Short problem —
Extend the tracker thread about docker-registry pushes failing for images with compressed layers larger than 1GB, starting right after its final log entry.

Selected excerpt —
————

Page MenuHomePhabricator

Pushes to docker-registry fail for images with compressed layers of size >1GB
Closed, ResolvedPublic

Description

During stress testing of the docker-registry infrastructure @akosiaris discovered that pushing of images that consist of layers with a compressed size of > 1GB fails (https://phabricator.wikimedia.org/T264209#6546056).

Just extracting the relevant discussion from T264209 into this task:

We need to permanently bump the tmpfs /var/lib/nginx size if we want to be able to consistently push images with blobs that are larger than 1 GB compressed

Couldn't we get around this by using a (bigger) non tmpfs filesystem as client_body_temp_path?
Not sure how much the upload performance would suffer in this case, but we could test that...

+1 on this suggestion. For small requests, there will be minimal writing to a real filesystem for files that exist briefly. These writes would be background I/O in most cases.

The main issue will be that large pushes to the registry will become slower. Hence CI will be taking longer overall. That being said, we probably should try to optimize for a combination of client_body_buffer_size and a larger but slower fs that addresses the most common patterns in our CI.

That being said, with compression on the client before the push taking also a significant time as well (per people's reports in https://github.com/moby/moby/issues/1266), the delay from lower IOPS might not be the most contributing factor here (and there doesn't seem to be anything we can do about it)

I 'll try and devise a couple of tests to run to get numbers on this.

@dancy ran into this exact issue yesterday so @Joe went ahead and increased the tmpfs on registry2* from 1GB to 2GB which, given the registry VMs do have 4GB of memory (and barely use it), is a good quick way out of the misery.

Event Timeline

JMeybohm triaged this task as High priority.

Change 710218 had a related patch set uploaded (by JMeybohm; author: JMeybohm):

[operations/puppet@production] docker_registry_ha: Increase nginx tmpfs size from 1gb to 2gb

https://gerrit.wikimedia.org/r/710218

Change 710218 merged by JMeybohm:

[operations/puppet@production] docker_registry_ha: Increase nginx tmpfs size from 1gb to 2gb

https://gerrit.wikimedia.org/r/710218

tmpfs resized to 2GB on all registry nodes

JMeybohm added a subscriber: Legoktm.

AIUI from IRC backlog we had issues again @dancy / @Legoktm

10.64.48.17 - ci-restricted [14/Dec/2021:23:41:44 +0000] "PATCH /v2/restricted/mediawiki-multiversion/blobs/uploads/7b3d3607-f28f-406d-add1-a00b78be2458?_state=zW-HvRiQsOowai-0FBYoYd3B1nk2Uxb0BQrtueun4b57Ik5hbWUiOiJyZXN0cmljdGVkL21lZGlhd2lraS1tdWx0aXZlcnNpb24iLCJVVUlEIjoiN2IzZDM2MDctZjI4Zi00MDZkLWFkZDEtYTAwYjc4YmUyNDU4IiwiT2Zmc2V0IjowLCJTdGFydGVkQXQiOiIyMDIxLTEyLTE0VDIzOjI1OjIyLjgyODUyNzI5WiJ9 HTTP/1.1" 500 193 "-" "docker/18.09.1 go/go1.11.6 git-commit/4c52b90 kernel/4.19.0-17-amd64 os/linux arch/amd64 UpstreamClient(Docker-Client/18.09.1 \x5C(linux\x5C))"

————

Dataset extract —

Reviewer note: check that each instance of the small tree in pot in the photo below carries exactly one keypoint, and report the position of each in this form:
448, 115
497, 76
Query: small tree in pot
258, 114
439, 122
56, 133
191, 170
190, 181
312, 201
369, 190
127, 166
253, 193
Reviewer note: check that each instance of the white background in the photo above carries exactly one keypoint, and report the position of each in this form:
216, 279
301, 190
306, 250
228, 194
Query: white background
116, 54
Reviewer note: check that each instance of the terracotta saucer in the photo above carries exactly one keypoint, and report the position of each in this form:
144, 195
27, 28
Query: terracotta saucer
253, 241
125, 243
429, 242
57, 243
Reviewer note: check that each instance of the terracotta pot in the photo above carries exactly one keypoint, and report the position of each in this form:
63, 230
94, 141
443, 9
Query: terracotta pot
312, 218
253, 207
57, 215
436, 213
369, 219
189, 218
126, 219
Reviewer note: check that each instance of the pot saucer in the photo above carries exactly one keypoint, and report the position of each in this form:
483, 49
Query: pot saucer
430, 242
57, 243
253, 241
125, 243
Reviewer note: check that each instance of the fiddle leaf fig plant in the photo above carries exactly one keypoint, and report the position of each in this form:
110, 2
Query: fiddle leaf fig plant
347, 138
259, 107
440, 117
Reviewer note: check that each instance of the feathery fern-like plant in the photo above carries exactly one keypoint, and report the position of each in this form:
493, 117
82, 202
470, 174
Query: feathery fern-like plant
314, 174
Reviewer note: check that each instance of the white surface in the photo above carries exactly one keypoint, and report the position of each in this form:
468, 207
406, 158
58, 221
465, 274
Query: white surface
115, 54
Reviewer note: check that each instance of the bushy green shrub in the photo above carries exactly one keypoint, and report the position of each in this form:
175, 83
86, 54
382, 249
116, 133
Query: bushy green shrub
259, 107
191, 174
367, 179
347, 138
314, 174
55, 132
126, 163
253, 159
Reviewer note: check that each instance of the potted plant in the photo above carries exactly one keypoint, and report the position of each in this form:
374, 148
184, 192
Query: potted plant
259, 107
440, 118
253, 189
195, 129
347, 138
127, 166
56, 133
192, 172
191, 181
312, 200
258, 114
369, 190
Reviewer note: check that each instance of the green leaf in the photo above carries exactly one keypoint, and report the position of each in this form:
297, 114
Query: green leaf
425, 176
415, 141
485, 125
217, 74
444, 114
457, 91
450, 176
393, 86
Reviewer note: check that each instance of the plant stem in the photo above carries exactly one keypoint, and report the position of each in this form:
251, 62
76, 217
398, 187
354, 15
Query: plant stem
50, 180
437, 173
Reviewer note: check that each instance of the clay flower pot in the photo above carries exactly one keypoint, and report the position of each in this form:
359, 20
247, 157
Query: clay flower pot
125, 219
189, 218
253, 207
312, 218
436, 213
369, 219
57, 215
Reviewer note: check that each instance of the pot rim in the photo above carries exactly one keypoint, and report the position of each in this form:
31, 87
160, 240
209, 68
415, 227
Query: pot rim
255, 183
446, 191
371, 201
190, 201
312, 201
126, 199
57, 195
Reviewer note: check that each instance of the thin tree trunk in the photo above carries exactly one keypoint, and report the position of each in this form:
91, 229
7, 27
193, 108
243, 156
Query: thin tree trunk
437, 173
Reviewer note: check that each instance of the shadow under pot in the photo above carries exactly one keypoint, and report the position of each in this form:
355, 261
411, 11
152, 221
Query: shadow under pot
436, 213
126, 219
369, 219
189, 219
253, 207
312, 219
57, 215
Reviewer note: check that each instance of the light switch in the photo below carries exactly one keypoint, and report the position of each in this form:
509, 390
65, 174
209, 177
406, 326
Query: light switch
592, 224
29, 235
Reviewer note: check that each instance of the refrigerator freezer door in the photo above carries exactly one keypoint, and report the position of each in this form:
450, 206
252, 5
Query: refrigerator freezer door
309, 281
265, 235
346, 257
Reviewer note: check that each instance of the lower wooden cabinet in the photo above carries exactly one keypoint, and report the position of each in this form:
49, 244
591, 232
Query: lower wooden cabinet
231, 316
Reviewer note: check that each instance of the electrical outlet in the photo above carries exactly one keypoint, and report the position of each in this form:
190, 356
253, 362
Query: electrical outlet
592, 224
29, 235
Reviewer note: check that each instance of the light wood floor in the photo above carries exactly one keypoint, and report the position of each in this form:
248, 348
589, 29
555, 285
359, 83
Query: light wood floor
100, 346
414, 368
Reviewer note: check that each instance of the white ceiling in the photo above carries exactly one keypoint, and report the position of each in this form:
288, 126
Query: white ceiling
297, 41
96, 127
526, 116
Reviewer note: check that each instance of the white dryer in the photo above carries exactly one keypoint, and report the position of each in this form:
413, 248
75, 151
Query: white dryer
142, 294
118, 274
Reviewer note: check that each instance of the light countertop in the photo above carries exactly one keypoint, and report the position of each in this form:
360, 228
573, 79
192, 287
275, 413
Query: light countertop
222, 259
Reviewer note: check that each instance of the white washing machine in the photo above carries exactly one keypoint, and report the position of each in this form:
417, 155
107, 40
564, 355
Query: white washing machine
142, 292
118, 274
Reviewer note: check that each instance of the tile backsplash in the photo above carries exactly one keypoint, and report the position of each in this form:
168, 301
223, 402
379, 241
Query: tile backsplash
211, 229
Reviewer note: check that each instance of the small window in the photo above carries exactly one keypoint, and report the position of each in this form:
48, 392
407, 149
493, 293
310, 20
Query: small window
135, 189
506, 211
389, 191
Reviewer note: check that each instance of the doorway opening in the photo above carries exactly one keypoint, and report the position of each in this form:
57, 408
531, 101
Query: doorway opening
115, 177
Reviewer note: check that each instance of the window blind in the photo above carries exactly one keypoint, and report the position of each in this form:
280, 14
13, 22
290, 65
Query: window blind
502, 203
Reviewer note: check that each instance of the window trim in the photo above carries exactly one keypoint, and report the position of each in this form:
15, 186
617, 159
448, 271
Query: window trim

————

Task answer —
It looks like the situation has been mitigated again for now by fixing/shrinking the image.

JMeybohm lowered the priority of this task from High to Medium.Dec 15 2021, 1:19 PM

We're running into this again today. I tried the same workaround as before (removing a recent but inactive mediawiki checkout) but it didn't help this time.

Noting for the record that pushes magically started working again around 12:28 UTC (2021/01/19).

Removing myself from assignee as I'm not currently working on this

Another case of failing to push a large image: T342084. Is it possible to configure NGINX to use a different (large, on-disk) storage area for certain URLs?

Another case of failing to push a large image: T342084. Is it possible to configure NGINX to use a different (large, on-disk) storage area for certain URLs?

Use case from ML - we are porting the recommendation-api Python service from wmf-cloud to k8s. It uses a dict file containing embeddings (basically a serialized blob) that weights around 3GB (so one big layer when we add it) and that it is loaded when the application boostraps. We are working with Research to figure out how to handle cases like this one, since "embeddings" could get multiple shapes and sizes, and they'd need to have flexibility when they experiment (like, using a serialized blob as starter and then think about some specialized datastore). This is not an "experimentation" use case of course, but the recommendation-api's setting may vary in the future. We could think about other options if raising the tmpfs mount is not an option (like fetching from swift or similar).

Another case of failing to push a large image: T342084. Is it possible to configure NGINX to use a different (large, on-disk) storage area for certain URLs?

It certainly is possible to definite different caching areas directives for various nginx configuration stanzas but what exactly do you have in mind?

Another case of failing to push a large image: T342084. Is it possible to configure NGINX to use a different (large, on-disk) storage area for certain URLs?

Use case from ML - we are porting the recommendation-api Python service from wmf-cloud to k8s. It uses a dict file containing embeddings (basically a serialized blob) that weights around 3GB (so one big layer when we add it) and that it is loaded when the application boostraps. We are working with Research to figure out how to handle cases like this one, since "embeddings" could get multiple shapes and sizes, and they'd need to have flexibility when they experiment (like, using a serialized blob as starter and then think about some specialized datastore). This is not an "experimentation" use case of course, but the recommendation-api's setting may vary in the future. We could think about other options if raising the tmpfs mount is not an option (like fetching from swift or similar).

So, we 've met this embeddings question in the past, in the form of the word2vec package for ORES. See T188446 and T187217. I was against packaging that artifact in a Debian package or put in the git repo as is and I still think that was a good decision. git-lfs however, despite promising, didn't pan out to be that great, for a variety of reasons.

Despite talking about container images here, same principles apply. Putting, what is clearly data (and a lot of it) in containers is going to cause operational headaches (probably for multiple teams) down the line. If it can be done in any better way like fetching it from Swift or splicing it, storing it in some datastore and querying it over an API is definitely a way more sustainable path forward.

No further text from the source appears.